---------- DATA IN THIS EXERCISE ----------

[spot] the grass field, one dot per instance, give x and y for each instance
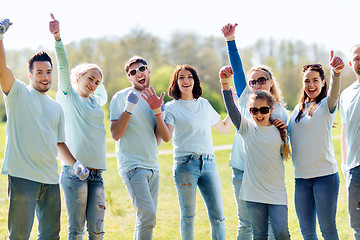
(120, 215)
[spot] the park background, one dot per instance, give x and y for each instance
(284, 35)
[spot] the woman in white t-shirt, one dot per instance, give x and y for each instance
(315, 166)
(189, 118)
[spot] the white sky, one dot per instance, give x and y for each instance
(333, 24)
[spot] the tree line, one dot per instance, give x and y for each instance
(206, 54)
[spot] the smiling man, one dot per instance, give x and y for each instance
(34, 133)
(133, 127)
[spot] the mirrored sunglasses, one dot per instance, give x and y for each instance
(134, 71)
(262, 110)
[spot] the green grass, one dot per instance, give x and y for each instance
(120, 215)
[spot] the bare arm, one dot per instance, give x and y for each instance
(65, 155)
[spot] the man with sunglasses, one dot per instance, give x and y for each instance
(133, 127)
(350, 141)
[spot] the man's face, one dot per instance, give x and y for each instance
(355, 61)
(139, 76)
(41, 75)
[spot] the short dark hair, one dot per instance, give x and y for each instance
(132, 60)
(39, 57)
(174, 91)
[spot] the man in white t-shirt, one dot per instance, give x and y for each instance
(34, 134)
(350, 141)
(133, 127)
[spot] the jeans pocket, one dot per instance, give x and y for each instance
(182, 160)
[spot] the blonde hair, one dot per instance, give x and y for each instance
(81, 69)
(275, 89)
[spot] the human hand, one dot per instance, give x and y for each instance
(131, 101)
(229, 31)
(155, 103)
(54, 27)
(336, 63)
(80, 170)
(225, 73)
(4, 26)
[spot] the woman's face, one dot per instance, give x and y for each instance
(312, 84)
(88, 82)
(185, 82)
(259, 83)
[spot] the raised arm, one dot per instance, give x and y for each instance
(234, 57)
(64, 82)
(6, 76)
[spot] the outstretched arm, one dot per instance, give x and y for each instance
(64, 82)
(337, 65)
(6, 76)
(234, 57)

----------

→ **YOUR TASK**
Take the line holding "[spot] the human" and the lines after it through the end of the entries. Retype them exactly and add nothing.

→ **EXPECTED ANSWER**
[spot] the human hand, one dot per instance, give x and y for each instance
(131, 101)
(229, 31)
(155, 103)
(54, 27)
(336, 63)
(80, 170)
(225, 73)
(4, 26)
[spot] the woman's face, one dot per instance, give x and y for each instance
(312, 84)
(88, 82)
(185, 82)
(259, 83)
[spot] the raised arm, one dot per instance, give x and y for each instance
(234, 57)
(64, 82)
(6, 76)
[spot] the outstretched arm, one dot per instance, give x and y for each instance
(64, 82)
(337, 65)
(6, 76)
(234, 57)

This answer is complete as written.